**Task objective:** Lines to restate from the data below: from the one containing "Where can the gray sweatshirt" to the one containing "Where can the white marking", both included. Give them again exactly, and only them.

**Data to use:**
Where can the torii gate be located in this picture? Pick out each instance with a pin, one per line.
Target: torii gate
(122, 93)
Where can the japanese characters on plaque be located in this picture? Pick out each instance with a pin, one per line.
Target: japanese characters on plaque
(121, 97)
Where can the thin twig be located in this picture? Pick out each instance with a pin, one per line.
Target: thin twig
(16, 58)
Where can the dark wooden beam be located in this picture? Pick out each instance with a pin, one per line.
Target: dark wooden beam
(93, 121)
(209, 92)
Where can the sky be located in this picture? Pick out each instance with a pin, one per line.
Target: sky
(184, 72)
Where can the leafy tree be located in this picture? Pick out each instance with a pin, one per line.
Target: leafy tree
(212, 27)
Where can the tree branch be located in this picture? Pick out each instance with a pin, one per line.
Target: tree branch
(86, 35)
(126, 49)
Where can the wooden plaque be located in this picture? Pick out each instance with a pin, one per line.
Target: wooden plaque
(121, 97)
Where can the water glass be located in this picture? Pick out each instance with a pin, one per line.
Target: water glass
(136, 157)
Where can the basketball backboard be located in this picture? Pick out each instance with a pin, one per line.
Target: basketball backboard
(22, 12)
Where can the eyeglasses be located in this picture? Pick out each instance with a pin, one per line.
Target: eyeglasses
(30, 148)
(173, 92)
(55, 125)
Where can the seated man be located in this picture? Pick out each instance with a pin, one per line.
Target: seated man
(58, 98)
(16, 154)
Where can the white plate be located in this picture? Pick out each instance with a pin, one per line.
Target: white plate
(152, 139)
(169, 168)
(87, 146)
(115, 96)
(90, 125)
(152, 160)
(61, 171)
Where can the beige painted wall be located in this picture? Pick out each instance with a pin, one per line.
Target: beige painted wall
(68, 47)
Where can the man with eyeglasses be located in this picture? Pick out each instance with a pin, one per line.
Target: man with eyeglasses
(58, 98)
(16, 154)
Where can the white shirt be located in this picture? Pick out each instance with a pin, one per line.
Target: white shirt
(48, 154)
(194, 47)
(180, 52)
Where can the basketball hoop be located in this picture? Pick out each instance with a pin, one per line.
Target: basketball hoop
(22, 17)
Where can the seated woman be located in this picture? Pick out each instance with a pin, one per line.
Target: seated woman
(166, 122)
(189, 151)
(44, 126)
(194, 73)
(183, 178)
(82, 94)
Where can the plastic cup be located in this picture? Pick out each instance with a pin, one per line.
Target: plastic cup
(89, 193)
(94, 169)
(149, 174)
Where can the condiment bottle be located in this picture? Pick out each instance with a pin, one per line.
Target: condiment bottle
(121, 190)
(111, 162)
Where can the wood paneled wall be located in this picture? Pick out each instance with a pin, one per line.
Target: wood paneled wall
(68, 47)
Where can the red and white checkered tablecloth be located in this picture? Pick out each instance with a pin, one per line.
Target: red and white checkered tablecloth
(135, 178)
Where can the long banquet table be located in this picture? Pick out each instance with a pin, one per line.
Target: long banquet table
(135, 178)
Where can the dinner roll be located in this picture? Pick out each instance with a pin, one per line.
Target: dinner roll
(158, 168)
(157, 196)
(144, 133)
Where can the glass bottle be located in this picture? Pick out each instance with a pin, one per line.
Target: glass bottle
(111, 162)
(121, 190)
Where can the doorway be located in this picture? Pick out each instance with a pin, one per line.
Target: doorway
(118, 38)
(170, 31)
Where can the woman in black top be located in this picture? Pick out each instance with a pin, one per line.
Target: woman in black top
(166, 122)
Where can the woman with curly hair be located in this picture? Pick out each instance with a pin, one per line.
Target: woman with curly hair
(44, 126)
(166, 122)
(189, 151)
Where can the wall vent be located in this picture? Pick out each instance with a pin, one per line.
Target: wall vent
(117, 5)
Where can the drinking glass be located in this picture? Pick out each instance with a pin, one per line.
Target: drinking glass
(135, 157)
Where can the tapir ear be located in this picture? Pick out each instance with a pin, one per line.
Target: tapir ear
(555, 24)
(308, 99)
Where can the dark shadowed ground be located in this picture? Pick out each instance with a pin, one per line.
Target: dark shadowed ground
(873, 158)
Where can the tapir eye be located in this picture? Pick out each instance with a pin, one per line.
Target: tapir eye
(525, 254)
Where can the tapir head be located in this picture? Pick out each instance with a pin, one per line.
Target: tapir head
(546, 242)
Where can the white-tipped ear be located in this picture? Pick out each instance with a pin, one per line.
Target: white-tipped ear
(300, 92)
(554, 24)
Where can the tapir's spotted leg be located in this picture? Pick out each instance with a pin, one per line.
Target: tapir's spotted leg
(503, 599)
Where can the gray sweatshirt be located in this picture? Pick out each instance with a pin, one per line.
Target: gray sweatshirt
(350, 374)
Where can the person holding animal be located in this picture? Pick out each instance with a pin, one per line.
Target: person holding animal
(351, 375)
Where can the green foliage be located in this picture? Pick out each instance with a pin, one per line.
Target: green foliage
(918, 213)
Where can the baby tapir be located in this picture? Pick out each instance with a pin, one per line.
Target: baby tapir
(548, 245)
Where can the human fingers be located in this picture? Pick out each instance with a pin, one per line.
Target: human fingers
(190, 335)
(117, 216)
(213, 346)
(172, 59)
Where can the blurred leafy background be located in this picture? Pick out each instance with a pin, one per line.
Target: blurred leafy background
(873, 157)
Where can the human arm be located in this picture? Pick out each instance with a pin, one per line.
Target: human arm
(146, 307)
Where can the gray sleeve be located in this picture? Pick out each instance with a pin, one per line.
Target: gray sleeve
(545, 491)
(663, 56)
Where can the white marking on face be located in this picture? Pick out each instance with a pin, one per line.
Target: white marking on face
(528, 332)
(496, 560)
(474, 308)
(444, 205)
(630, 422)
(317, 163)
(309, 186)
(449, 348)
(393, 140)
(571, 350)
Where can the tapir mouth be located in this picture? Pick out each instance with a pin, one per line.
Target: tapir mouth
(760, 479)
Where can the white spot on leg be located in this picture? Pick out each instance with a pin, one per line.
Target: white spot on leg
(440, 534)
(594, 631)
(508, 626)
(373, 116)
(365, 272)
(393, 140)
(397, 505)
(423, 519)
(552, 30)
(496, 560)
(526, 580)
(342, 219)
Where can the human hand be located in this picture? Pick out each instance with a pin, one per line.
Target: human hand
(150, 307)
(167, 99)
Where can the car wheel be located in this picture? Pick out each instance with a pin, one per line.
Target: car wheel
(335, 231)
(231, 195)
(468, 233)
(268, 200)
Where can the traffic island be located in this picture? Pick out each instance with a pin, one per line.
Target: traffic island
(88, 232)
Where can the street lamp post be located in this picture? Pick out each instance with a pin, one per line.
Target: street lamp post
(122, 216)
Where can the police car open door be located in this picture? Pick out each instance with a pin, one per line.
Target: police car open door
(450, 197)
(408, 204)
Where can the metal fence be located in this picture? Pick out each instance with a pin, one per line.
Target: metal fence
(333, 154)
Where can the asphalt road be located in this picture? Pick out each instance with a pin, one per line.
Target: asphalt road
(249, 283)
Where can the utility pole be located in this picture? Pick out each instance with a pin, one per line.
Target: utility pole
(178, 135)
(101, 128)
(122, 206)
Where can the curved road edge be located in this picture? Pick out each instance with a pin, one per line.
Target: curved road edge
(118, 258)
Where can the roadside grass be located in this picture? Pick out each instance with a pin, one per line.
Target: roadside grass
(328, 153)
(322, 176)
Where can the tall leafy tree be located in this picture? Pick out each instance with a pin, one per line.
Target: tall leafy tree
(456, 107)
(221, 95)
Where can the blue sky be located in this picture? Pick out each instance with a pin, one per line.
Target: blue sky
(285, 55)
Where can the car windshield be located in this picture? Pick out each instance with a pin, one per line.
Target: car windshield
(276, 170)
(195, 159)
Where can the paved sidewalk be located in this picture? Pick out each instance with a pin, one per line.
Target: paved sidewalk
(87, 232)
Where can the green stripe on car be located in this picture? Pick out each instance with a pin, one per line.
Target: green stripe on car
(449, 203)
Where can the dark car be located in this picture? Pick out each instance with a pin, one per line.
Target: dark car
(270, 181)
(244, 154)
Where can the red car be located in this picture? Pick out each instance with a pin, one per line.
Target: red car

**Written answer:**
Where can the gray sweatshirt be located in this picture? Pick out each instance with a pin, one per line.
Target: gray sweatshirt
(350, 374)
Where can the person holding animal be located in this picture? Pick out each instance with a pin, one per line.
Target: person holding animal
(351, 375)
Where can the green foliage be located in this picture? Pick out each instance with a pin, one per line.
Target: green foliage
(918, 213)
Where can the baby tapir be located in this picture? Pick out each instance with a pin, one per line.
Target: baby tapir
(548, 245)
Where can the human fingers be located in this picture? Pick out each instance with a pin, one per line.
Target: human fingers
(190, 335)
(117, 216)
(213, 346)
(172, 59)
Where can the blurred leafy background be located in this picture? Pick out each instance with a pin, one per line.
Target: blurred leafy background
(873, 157)
Where can the human arm be located in this picture? Pick out each instance with a pin, one per line.
Target: human arm
(146, 307)
Where can the gray sleeve be located in this picture? Pick out each instance with a pin, one per line.
Target: gray sleeve
(545, 491)
(663, 56)
Where can the white marking on face be located in this picture? Pick out each instance with a pin, one per line.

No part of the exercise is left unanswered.